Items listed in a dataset

=====

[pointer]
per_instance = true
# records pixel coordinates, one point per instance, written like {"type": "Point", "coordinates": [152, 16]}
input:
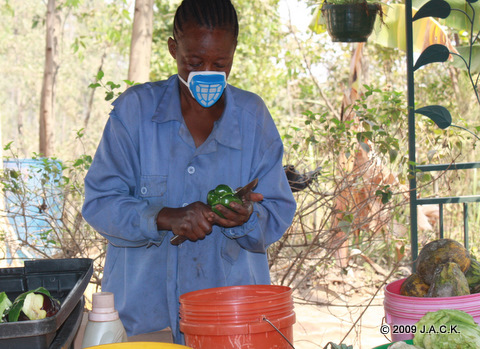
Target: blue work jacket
{"type": "Point", "coordinates": [147, 160]}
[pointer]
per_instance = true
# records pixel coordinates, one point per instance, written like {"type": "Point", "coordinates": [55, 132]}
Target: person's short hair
{"type": "Point", "coordinates": [211, 14]}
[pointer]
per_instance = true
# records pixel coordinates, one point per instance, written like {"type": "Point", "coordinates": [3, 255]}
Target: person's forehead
{"type": "Point", "coordinates": [201, 38]}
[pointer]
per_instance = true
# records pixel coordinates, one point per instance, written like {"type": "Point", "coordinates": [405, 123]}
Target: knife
{"type": "Point", "coordinates": [241, 192]}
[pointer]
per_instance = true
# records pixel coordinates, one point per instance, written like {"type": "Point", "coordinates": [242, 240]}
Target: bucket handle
{"type": "Point", "coordinates": [276, 329]}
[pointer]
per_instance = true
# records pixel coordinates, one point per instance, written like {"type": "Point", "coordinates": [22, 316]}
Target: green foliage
{"type": "Point", "coordinates": [43, 201]}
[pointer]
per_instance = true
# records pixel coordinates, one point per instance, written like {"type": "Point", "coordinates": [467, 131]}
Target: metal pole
{"type": "Point", "coordinates": [411, 130]}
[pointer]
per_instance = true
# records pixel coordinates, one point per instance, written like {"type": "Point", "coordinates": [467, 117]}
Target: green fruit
{"type": "Point", "coordinates": [212, 197]}
{"type": "Point", "coordinates": [448, 281]}
{"type": "Point", "coordinates": [473, 276]}
{"type": "Point", "coordinates": [223, 189]}
{"type": "Point", "coordinates": [5, 304]}
{"type": "Point", "coordinates": [222, 195]}
{"type": "Point", "coordinates": [226, 200]}
{"type": "Point", "coordinates": [33, 305]}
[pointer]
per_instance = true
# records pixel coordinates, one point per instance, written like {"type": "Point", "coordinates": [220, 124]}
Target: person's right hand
{"type": "Point", "coordinates": [193, 221]}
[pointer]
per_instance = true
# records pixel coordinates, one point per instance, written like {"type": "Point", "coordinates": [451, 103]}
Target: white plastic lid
{"type": "Point", "coordinates": [103, 307]}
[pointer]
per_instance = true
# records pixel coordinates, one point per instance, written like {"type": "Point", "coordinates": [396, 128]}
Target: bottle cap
{"type": "Point", "coordinates": [103, 307]}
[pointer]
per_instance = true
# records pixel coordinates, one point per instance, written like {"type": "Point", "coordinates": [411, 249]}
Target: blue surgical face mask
{"type": "Point", "coordinates": [206, 86]}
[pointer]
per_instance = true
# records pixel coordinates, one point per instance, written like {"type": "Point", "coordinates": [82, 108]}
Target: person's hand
{"type": "Point", "coordinates": [193, 221]}
{"type": "Point", "coordinates": [239, 214]}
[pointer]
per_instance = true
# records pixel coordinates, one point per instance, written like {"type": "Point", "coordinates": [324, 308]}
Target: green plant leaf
{"type": "Point", "coordinates": [457, 19]}
{"type": "Point", "coordinates": [464, 51]}
{"type": "Point", "coordinates": [433, 8]}
{"type": "Point", "coordinates": [438, 114]}
{"type": "Point", "coordinates": [433, 53]}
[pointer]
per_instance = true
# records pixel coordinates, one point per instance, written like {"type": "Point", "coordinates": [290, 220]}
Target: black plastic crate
{"type": "Point", "coordinates": [66, 280]}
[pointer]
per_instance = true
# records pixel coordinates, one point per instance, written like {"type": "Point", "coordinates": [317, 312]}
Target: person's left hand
{"type": "Point", "coordinates": [239, 214]}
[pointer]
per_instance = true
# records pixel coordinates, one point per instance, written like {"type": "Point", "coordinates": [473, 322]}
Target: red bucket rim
{"type": "Point", "coordinates": [229, 295]}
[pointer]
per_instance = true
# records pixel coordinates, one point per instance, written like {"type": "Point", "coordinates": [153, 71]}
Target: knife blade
{"type": "Point", "coordinates": [241, 192]}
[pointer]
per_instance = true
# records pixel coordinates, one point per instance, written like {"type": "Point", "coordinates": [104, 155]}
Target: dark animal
{"type": "Point", "coordinates": [298, 181]}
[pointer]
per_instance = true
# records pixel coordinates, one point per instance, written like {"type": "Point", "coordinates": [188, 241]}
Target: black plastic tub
{"type": "Point", "coordinates": [66, 280]}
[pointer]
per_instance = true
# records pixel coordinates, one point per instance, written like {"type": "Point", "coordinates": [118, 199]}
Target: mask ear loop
{"type": "Point", "coordinates": [186, 84]}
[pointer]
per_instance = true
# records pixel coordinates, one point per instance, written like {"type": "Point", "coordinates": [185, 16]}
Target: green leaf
{"type": "Point", "coordinates": [464, 51]}
{"type": "Point", "coordinates": [433, 53]}
{"type": "Point", "coordinates": [100, 75]}
{"type": "Point", "coordinates": [438, 114]}
{"type": "Point", "coordinates": [433, 8]}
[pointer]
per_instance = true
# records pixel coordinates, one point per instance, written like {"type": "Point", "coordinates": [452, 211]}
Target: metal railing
{"type": "Point", "coordinates": [414, 168]}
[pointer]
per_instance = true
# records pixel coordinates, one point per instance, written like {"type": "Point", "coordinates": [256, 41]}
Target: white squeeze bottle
{"type": "Point", "coordinates": [104, 325]}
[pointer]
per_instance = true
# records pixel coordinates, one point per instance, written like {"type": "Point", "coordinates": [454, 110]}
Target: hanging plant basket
{"type": "Point", "coordinates": [351, 22]}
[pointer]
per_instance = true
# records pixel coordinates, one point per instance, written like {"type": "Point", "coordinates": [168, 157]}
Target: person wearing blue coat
{"type": "Point", "coordinates": [166, 144]}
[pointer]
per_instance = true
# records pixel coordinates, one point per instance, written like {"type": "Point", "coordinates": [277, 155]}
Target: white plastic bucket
{"type": "Point", "coordinates": [401, 312]}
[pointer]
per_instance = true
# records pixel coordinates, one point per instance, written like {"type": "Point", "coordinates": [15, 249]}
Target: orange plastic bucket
{"type": "Point", "coordinates": [252, 316]}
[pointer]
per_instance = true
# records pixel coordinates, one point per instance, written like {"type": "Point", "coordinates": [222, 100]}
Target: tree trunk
{"type": "Point", "coordinates": [141, 44]}
{"type": "Point", "coordinates": [47, 102]}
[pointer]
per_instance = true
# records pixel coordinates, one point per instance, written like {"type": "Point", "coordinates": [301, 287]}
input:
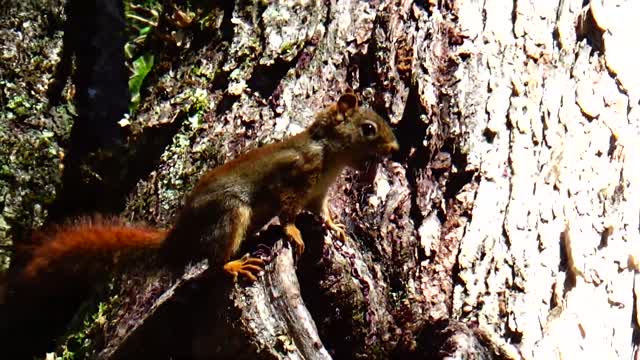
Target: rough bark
{"type": "Point", "coordinates": [507, 227]}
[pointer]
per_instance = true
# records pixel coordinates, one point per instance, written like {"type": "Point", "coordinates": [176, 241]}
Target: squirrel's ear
{"type": "Point", "coordinates": [347, 101]}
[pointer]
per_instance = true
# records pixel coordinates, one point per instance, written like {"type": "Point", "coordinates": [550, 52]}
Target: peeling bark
{"type": "Point", "coordinates": [506, 228]}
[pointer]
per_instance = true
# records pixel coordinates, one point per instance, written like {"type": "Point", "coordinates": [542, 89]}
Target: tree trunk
{"type": "Point", "coordinates": [504, 228]}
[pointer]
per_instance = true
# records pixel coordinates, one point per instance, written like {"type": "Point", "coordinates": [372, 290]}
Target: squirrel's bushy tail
{"type": "Point", "coordinates": [89, 242]}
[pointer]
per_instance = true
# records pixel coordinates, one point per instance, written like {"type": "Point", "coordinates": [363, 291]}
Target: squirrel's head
{"type": "Point", "coordinates": [358, 132]}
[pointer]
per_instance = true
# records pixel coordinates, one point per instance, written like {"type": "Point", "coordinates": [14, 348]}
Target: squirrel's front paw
{"type": "Point", "coordinates": [247, 266]}
{"type": "Point", "coordinates": [294, 235]}
{"type": "Point", "coordinates": [339, 229]}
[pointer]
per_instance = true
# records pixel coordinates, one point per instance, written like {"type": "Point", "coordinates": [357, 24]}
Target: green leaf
{"type": "Point", "coordinates": [141, 68]}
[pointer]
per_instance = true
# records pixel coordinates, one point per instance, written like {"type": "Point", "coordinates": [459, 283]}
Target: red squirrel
{"type": "Point", "coordinates": [236, 199]}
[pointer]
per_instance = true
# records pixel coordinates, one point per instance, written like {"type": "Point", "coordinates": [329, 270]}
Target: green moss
{"type": "Point", "coordinates": [80, 343]}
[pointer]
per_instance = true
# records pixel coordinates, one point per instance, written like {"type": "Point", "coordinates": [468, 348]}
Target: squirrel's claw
{"type": "Point", "coordinates": [246, 266]}
{"type": "Point", "coordinates": [294, 235]}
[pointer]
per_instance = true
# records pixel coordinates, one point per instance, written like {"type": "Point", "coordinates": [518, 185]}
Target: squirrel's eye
{"type": "Point", "coordinates": [368, 129]}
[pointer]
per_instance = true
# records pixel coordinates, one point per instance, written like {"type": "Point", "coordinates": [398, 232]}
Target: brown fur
{"type": "Point", "coordinates": [67, 246]}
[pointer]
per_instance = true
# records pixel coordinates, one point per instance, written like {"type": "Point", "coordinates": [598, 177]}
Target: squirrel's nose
{"type": "Point", "coordinates": [392, 147]}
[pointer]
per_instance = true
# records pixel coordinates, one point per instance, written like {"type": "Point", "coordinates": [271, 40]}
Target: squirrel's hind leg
{"type": "Point", "coordinates": [248, 267]}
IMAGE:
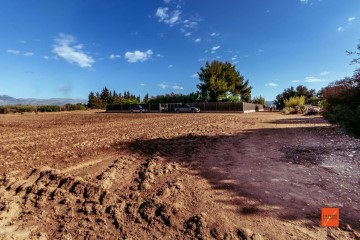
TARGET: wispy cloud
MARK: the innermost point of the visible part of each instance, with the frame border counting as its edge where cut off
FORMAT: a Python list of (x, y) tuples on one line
[(214, 49), (114, 56), (65, 47), (163, 85), (177, 87), (313, 79), (28, 54), (170, 18), (324, 73), (13, 51), (271, 85), (138, 56)]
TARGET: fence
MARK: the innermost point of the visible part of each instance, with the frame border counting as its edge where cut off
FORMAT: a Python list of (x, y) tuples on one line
[(203, 106)]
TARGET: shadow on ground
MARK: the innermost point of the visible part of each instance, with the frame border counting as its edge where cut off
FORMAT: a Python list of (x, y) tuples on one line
[(265, 166)]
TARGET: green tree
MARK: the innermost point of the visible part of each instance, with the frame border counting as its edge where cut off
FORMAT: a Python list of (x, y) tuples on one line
[(217, 79), (94, 101), (259, 100), (292, 92)]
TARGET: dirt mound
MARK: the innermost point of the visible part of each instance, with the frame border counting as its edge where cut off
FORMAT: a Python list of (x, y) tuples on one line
[(67, 207)]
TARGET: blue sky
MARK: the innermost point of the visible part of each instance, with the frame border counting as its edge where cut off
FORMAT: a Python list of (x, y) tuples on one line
[(68, 48)]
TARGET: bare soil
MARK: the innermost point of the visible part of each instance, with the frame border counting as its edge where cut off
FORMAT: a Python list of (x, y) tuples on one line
[(91, 175)]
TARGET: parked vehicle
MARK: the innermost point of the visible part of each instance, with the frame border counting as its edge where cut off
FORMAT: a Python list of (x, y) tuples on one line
[(138, 108), (185, 108)]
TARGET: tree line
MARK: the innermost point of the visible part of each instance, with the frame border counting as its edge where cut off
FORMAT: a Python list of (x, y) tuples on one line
[(219, 82), (340, 100)]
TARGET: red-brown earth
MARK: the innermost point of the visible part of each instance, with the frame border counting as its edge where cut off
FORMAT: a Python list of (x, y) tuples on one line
[(90, 175)]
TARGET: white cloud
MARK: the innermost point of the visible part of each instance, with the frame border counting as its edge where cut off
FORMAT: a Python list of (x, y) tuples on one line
[(191, 24), (271, 84), (162, 85), (28, 54), (174, 18), (324, 73), (138, 56), (213, 49), (161, 13), (64, 47), (13, 51), (168, 18), (177, 87), (313, 79), (114, 56)]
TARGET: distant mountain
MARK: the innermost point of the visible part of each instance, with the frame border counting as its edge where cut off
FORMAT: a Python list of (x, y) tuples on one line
[(7, 100)]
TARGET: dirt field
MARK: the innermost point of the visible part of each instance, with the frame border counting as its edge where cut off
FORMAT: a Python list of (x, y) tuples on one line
[(88, 175)]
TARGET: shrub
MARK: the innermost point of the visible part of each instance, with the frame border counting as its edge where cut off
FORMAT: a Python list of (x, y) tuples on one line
[(295, 101), (342, 104)]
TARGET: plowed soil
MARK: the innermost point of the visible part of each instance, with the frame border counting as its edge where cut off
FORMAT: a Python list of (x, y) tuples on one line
[(92, 175)]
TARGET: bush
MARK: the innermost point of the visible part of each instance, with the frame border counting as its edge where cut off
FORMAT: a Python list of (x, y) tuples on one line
[(295, 101), (342, 104)]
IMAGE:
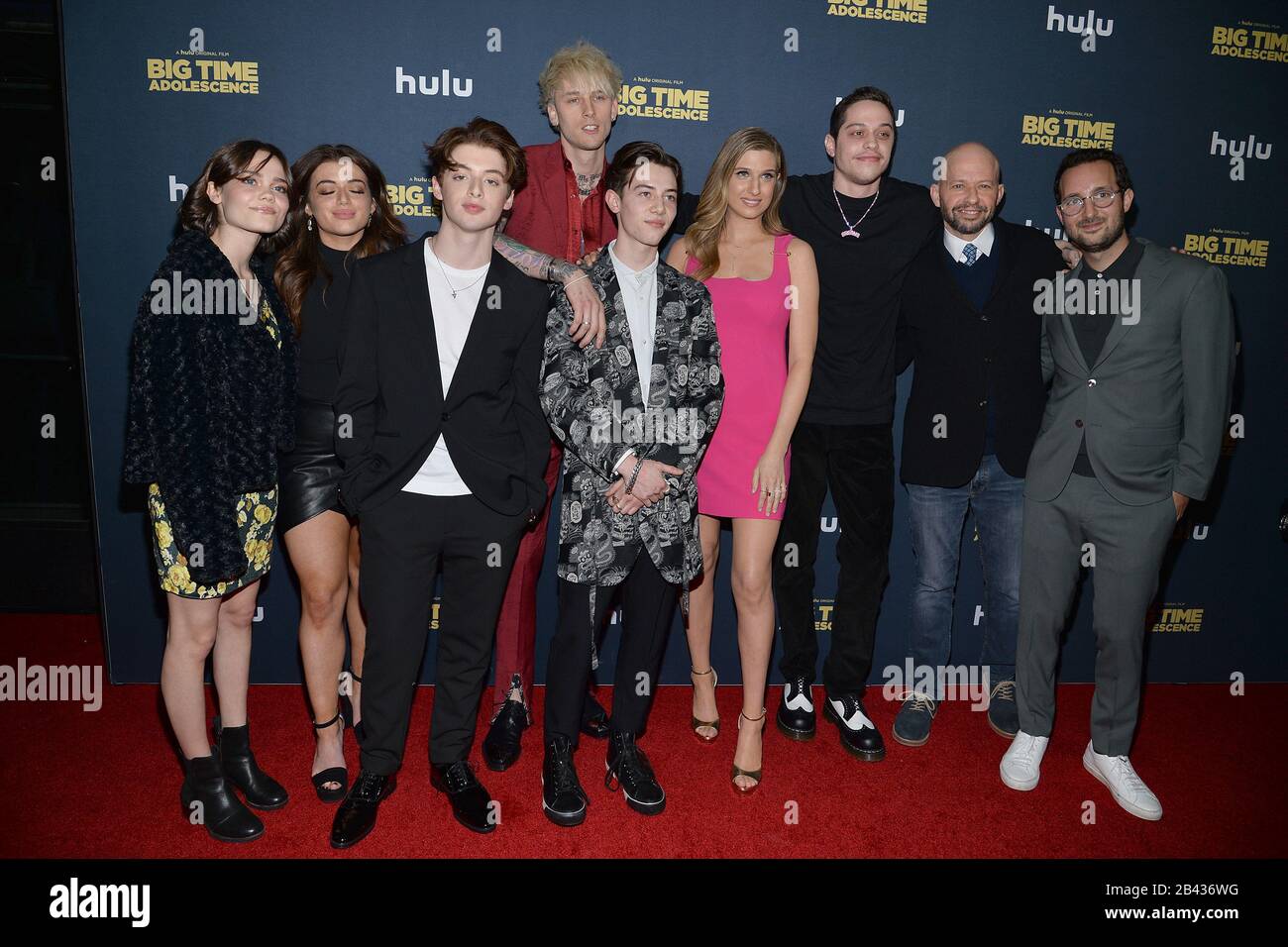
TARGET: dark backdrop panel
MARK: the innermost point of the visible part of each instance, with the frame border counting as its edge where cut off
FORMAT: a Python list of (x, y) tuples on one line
[(986, 69)]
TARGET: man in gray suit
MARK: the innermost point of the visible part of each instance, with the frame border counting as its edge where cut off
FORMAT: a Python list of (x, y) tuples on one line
[(1137, 344)]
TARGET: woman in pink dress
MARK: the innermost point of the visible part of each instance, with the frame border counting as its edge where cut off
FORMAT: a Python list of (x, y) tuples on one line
[(764, 289)]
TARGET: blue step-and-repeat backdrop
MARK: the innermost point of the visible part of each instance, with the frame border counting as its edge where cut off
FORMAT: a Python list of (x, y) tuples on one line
[(1190, 91)]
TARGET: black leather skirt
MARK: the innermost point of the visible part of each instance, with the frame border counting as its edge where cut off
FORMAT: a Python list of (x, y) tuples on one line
[(309, 475)]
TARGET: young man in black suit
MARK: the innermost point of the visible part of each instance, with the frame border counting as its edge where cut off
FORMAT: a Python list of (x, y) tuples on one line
[(966, 320), (443, 445)]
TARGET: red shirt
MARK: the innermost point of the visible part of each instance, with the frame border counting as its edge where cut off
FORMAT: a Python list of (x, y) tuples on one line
[(583, 215), (550, 217)]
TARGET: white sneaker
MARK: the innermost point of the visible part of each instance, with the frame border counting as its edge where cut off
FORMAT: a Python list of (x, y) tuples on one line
[(1121, 780), (1022, 762)]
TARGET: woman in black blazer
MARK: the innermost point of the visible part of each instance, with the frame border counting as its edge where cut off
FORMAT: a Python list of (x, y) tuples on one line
[(211, 399), (340, 214)]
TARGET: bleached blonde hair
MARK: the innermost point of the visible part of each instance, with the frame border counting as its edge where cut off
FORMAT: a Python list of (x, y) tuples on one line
[(579, 59)]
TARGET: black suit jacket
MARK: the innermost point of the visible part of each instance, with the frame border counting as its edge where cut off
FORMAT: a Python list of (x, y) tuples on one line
[(966, 356), (390, 390)]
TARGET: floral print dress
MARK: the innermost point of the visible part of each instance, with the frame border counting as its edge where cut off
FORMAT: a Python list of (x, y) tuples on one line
[(256, 513)]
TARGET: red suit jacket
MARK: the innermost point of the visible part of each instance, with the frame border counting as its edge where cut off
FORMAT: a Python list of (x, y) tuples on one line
[(540, 214)]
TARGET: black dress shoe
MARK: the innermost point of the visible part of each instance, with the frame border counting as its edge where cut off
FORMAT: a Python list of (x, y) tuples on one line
[(501, 746), (209, 799), (357, 813), (797, 710), (859, 736), (239, 764), (471, 801), (593, 718), (562, 796), (629, 768)]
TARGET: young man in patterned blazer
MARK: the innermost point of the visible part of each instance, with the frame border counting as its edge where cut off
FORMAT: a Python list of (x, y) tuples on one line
[(632, 442)]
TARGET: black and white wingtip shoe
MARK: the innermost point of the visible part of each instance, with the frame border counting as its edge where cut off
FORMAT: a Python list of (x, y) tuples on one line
[(859, 736), (795, 715)]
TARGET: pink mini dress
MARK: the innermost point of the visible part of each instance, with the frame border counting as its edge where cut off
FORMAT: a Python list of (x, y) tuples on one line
[(751, 322)]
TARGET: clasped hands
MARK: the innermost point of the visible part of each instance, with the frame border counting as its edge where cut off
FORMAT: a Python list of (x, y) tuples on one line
[(649, 486)]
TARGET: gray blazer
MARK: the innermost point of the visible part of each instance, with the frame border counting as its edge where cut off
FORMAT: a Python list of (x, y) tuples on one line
[(1154, 406)]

=====

= Written instruction =
Begin with the line that contains "TARGET: young man in patterned blazer" and quote each line after it exactly, stopping after the last line of the data.

= Exercise answer =
TARGET: young man in patterned blazer
MARK: the innermost point of the visible part of each instance, with the frame border counting as its edge where cut off
FORMAT: a Python list of (x, y) tuples on one line
[(632, 442)]
TARGET: black and white wingtip shoe
MARK: the innermost point of the visible part of each instance, with the frame border counting as its edge where cut off
FORMAT: a Python list of (x, y) tuples on one line
[(859, 736), (795, 715)]
TARGET: pink mini dress
MARK: the innermost point of the visible part of each instance, with the frame border counting as its edge where cut off
FORMAT: a Python list of (x, y) tuples on one line
[(751, 322)]
TARGET: clasped hands
MARK: the innermost point of the visible part of each instance, with the frame border counting as its edge where cut off
FORMAT: a Python list of (x, y) tuples on one line
[(649, 486)]
TARGET: gray blazer
MARK: the innermost point of the visible part of each instance, with the frame border counting as its edge where cut off
FORMAT: a Python list of (x, y) tuples on one line
[(1154, 406)]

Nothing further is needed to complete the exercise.